Please copy the data below verbatim, beginning at the line that contains "For the record, the rear" and stopping after the line that contains "[404,12,417,21]". Leave the pictures out of your copy.

Stored data »
----

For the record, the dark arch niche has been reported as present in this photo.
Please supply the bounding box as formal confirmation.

----

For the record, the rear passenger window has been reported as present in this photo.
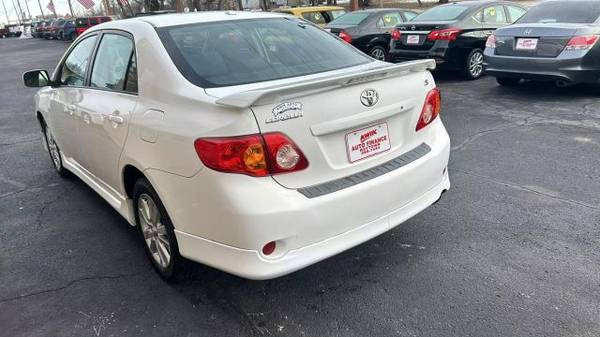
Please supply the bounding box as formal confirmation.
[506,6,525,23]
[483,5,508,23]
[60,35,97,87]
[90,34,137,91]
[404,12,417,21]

----

Written answer »
For the record, the rear passenger window has been reported as present in this photo.
Please supply the bounding box as formal confirmation.
[506,6,525,23]
[483,5,508,23]
[60,35,97,87]
[90,34,137,91]
[404,12,417,21]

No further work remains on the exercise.